● **The task**
All entries below are to be set down again exactly as given.

[Stored data entries]
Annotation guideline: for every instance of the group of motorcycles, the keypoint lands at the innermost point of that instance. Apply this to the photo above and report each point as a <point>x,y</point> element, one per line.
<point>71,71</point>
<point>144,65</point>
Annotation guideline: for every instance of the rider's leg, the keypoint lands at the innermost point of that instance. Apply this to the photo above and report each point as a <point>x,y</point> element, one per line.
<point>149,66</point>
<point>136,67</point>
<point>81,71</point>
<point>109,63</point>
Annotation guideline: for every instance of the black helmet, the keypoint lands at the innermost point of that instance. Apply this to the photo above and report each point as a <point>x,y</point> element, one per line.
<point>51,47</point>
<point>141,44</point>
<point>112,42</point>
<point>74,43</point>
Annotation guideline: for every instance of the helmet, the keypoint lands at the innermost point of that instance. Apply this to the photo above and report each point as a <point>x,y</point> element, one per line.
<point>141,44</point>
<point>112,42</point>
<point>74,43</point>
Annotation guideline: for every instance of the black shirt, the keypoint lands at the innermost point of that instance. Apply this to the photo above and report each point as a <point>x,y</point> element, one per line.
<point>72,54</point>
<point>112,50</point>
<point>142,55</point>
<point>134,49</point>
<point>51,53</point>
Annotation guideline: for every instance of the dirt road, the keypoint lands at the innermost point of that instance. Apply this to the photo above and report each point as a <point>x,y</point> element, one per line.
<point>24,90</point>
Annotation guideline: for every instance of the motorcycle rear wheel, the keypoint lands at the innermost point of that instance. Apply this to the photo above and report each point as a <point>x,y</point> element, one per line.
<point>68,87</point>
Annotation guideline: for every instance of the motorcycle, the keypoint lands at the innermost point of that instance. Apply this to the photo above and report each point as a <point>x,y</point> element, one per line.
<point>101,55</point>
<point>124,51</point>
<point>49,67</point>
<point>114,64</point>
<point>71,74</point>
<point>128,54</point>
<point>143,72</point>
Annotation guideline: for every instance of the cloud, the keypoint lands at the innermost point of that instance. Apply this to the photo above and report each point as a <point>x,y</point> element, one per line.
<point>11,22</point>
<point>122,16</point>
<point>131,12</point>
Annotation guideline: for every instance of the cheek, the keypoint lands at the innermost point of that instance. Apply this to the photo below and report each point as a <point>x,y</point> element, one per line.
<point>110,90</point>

● **Answer space**
Annotation guideline: for every instance of the group of motorcycles, the keypoint lands at the innermost point of that instance. Apply this to the photo above and report each point as a <point>x,y</point> element, one per line.
<point>71,71</point>
<point>144,65</point>
Annotation guideline: for every instance of the rider's leg, the keypoint lands at the innermost point of that instance. Apply this to the photo above and report each point as a <point>x,y</point> element, one per line.
<point>149,66</point>
<point>136,67</point>
<point>81,71</point>
<point>109,63</point>
Annotation guideline: for every instance of the black helmet, the keypoint lands at the innermost point of that instance. Apply this to the photo above and report each point as a <point>x,y</point> element, one per line.
<point>51,47</point>
<point>141,44</point>
<point>112,42</point>
<point>74,43</point>
Annotation guideline: for every instance of the helmet, the keypoint lands at the innermost point of that instance. Apply this to the photo above and report each point as a <point>x,y</point> element, one per line.
<point>141,44</point>
<point>112,42</point>
<point>74,43</point>
Annotation guideline: for every instance of the black shirt, the keypoint lands at the innermost point of that instance. Apply this to the photo above and report each point as a <point>x,y</point> element, one per line.
<point>72,54</point>
<point>112,50</point>
<point>142,55</point>
<point>134,49</point>
<point>51,53</point>
Annotation guideline: for every instance of the dirt road, the keypoint lands at the innermost point of that instance. Apply this to the photo above and report each point as a <point>x,y</point> element, one per line.
<point>24,90</point>
Annotation guideline: for every instance of the motorcycle rear wheel, the keypoint lands at the innermost point of that instance. Apply this to the photo above and report each point as a <point>x,y</point> element, one per line.
<point>68,87</point>
Annotation guideline: for every instance of the motorcycle, the keypoint lands at the innermost point of that instance. Apply this to the photo above and report each point as a <point>x,y</point> element, one per line.
<point>101,55</point>
<point>124,51</point>
<point>49,67</point>
<point>114,64</point>
<point>71,74</point>
<point>128,54</point>
<point>143,72</point>
Annotation guideline: for every instance of the cloud, the keypoint lands at the innermost point of that instance. Apply this to the photo above and report each point as a <point>x,y</point> element, one per line.
<point>11,22</point>
<point>122,16</point>
<point>131,12</point>
Annotation guideline: for every instance of the cheek, the keypoint lands at the innermost point of that instance. Apply this to the photo below and report each point as a <point>x,y</point> element, one per line.
<point>110,90</point>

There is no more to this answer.